Consumidora em supermercado em São Paulo (Crédito:Daniel Teixeira)

DINHEIRO – Não apenas a mensagem, mas a forma de apresentar faz diferença?

HARHUT – Um exemplo é o que colocar na imagem. O contato humano é muito importante. Somos programados para prestar atenção nos rostos de outras pessoas, em especial, para os olhos. Somos atraídos por eles. Se os publicitários colocam faces nos seus anúncios, as pessoas querem as observar. E fazemos isso sem pensar. Você também pode usar o olhar de forma a dirigir a mensagem. Num site, eu posso colocar uma pessoa olhando diretamente para o leitor, ou uma foto de alguém olhando para algo que queremos que as pessoas percebam. Somos programados a seguir o olhar. Se o olhar for para dentro da página, vamos observar a página. Se olhar para o outro lado, vamos seguir em direção afora da tela. Às vezes pode parecer uma boa foto, mas não serve, porque não está de acordo com a mensagem que precisamos passar. São pequenas coisas que fazem a diferença. Se eu estiver vendendo sapatos, posso ter uma imagem de alguém olhando para baixo. Mas em qualquer outro caso, essa imagem não é uma boa ideia.

DINHEIRO – A ciência do comportamento é algo que funciona para todos ou é preciso fazer customizações de acordo com demografia ou geografia?

HARHUT – Falando genericamente, esses princípios funcionam com seres humanos, porque todos somos programados a fazer decisões mais rápidas. Há muitos milhares de anos, os humanos desenvolveram atalhos para tomar decisões. Não temos como analisar cada pedaço de informação para saber o que fazer. Na época das cavernas, quando encontrávamos um animal peludo, a gente pensava será que eu devo acariciar ele, ou ele vai me engolir? O que fazer? Então, aprendemos muito rapidamente e hoje temos esses comportamentos pré-programados para responder sem realmente pensar. É uma resposta automática e de reflexo, por meio do instinto.

DINHEIRO – Quando o poder de convencimento pode ter melhor impacto?

HARHUT – Ao correr do dia, quanto mais tempo você está tomando decisões, vai havendo um cansaço mental. O cérebro fica estafado e ficamos mais no piloto automático. Tomar decisões gasta energia. Um dos motivos dos anúncios de resposta direta, que pedem para as pessoas ligarem agora, serem veiculados nas tevês de noite tem a ver com o fato de ser o momento em que as pessoas estão mais cansadas e estão mais propensas a responder afirmativamente, sem pensar direito.

DINHEIRO – Às vezes, achamos que decidimos racionalmente sem perceber que, emocionalmente, já tínhamos decidido antes sobre o assunto…

HARHUT – Muitas vezes pensamos que, como consumidores, estamos no controle. Consideramos que já pensamos bastante num assunto para tomar uma boa decisão. Mas, se uma pesquisa nos pergunta por que escolhemos certa marca e não outra, inventamos um motivo. Geralmente não sabemos por que fazemos as coisas. Estamos sempre respondendo instintivamente, tomando decisões automáticas. O futuro da publicidade passa pela ciência.

LINHAS FORNECIDAS:
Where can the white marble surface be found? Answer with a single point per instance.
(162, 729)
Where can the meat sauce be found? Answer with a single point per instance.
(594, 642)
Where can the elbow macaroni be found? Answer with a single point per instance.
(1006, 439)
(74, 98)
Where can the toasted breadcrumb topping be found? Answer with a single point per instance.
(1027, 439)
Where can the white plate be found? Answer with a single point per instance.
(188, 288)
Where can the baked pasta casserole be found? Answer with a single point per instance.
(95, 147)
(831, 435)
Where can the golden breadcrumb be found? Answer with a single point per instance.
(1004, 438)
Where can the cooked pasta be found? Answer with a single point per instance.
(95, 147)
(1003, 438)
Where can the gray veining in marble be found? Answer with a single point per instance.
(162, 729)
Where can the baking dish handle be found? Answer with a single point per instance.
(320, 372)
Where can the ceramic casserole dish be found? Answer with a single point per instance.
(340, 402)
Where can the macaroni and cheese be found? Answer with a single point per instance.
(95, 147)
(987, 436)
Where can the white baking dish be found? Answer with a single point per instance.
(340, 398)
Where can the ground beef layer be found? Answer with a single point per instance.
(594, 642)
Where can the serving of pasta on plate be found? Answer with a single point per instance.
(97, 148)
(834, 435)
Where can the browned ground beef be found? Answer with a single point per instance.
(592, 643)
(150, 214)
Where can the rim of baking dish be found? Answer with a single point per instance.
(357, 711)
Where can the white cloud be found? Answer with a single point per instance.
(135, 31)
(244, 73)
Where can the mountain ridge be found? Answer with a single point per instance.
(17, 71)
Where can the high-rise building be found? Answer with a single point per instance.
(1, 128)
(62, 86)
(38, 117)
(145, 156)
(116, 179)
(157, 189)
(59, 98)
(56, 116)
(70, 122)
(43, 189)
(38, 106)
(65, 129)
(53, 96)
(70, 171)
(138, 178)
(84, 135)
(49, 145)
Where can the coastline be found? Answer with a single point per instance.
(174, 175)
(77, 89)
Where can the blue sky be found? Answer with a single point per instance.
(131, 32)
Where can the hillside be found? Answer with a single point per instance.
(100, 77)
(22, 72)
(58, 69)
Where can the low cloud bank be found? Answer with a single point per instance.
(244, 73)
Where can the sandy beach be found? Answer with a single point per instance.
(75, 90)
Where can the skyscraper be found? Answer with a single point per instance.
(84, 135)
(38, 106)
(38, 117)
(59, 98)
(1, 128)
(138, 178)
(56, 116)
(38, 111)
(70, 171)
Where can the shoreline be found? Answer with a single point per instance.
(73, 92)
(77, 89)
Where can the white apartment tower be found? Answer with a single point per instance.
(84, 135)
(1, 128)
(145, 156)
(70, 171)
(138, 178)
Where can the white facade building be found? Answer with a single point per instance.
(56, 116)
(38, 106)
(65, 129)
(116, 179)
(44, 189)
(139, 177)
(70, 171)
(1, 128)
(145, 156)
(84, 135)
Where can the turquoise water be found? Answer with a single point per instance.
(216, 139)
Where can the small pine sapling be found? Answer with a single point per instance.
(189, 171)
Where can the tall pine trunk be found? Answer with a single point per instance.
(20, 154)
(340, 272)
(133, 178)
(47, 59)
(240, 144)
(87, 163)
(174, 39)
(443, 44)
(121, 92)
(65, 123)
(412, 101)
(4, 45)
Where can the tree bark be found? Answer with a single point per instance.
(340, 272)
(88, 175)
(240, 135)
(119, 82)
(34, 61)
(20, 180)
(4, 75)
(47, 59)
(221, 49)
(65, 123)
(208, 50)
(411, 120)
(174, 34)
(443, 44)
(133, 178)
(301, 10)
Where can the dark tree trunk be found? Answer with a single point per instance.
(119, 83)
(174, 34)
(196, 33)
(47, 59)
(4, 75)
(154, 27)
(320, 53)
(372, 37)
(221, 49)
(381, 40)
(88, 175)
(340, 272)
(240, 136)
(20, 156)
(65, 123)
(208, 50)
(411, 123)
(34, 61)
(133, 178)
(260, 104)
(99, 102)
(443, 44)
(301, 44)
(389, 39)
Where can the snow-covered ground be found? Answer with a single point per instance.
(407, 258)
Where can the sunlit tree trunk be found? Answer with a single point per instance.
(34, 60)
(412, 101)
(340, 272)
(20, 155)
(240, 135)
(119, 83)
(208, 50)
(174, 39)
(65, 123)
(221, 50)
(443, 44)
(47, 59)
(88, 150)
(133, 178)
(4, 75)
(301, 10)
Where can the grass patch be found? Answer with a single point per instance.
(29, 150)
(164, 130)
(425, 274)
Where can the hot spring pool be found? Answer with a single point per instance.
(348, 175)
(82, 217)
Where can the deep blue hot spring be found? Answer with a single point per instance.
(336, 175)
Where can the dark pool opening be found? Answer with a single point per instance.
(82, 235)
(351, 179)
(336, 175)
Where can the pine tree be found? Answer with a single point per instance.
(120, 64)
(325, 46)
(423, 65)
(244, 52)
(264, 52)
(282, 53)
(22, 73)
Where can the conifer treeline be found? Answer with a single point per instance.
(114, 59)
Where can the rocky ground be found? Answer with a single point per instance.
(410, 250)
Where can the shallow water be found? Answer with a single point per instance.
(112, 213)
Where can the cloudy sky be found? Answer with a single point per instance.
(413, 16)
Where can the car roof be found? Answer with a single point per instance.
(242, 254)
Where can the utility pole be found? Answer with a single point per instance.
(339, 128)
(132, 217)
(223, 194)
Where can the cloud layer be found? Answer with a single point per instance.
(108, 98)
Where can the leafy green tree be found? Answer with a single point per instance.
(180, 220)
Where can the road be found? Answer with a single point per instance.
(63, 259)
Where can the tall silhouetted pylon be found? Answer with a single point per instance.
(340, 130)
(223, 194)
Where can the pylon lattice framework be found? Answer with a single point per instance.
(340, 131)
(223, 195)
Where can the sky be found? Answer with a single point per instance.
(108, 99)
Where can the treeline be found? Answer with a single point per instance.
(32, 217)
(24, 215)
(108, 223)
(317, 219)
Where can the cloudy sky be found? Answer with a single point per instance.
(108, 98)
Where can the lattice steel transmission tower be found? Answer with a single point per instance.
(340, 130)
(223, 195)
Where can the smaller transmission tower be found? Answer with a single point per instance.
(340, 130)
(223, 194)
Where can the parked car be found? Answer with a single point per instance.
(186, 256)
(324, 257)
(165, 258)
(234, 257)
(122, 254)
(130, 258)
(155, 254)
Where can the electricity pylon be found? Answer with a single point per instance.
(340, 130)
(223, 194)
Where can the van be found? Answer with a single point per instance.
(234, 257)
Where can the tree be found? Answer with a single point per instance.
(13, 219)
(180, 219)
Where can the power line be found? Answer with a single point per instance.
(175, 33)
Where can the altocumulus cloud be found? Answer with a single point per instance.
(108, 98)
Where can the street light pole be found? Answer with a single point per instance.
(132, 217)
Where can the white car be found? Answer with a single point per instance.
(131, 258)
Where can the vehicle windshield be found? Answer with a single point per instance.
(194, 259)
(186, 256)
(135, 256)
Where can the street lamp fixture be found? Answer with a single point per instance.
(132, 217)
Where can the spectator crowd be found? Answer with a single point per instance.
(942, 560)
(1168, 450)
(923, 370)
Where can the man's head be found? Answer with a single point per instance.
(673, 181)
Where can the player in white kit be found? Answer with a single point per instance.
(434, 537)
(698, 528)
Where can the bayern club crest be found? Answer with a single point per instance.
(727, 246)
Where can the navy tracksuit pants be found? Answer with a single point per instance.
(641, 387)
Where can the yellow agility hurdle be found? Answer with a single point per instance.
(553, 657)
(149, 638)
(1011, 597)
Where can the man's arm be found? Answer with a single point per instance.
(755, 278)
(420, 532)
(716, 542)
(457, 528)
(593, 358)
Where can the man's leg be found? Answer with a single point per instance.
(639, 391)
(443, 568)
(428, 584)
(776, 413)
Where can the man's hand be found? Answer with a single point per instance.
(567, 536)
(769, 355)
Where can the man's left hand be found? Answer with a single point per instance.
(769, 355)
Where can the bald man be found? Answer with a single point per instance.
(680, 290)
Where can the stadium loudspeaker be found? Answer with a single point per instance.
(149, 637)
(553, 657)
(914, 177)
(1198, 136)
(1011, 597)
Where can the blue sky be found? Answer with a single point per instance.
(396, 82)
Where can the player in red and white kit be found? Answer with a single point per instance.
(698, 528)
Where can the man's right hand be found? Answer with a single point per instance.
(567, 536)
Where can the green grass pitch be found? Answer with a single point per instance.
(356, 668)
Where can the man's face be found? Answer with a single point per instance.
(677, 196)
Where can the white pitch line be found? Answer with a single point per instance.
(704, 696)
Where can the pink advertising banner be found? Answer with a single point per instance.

OBJETIVO DO EXERCÍCIO: Redigite sem nenhuma alteração o trecho do texto de origem que vai de "HARHUT – Ao" até "sem pensar direito.". Recorra unicamente ao texto de origem.

TAREFA CONCLUÍDA:
HARHUT – Ao correr do dia, quanto mais tempo você está tomando decisões, vai havendo um cansaço mental. O cérebro fica estafado e ficamos mais no piloto automático. Tomar decisões gasta energia. Um dos motivos dos anúncios de resposta direta, que pedem para as pessoas ligarem agora, serem veiculados nas tevês de noite tem a ver com o fato de ser o momento em que as pessoas estão mais cansadas e estão mais propensas a responder afirmativamente, sem pensar direito.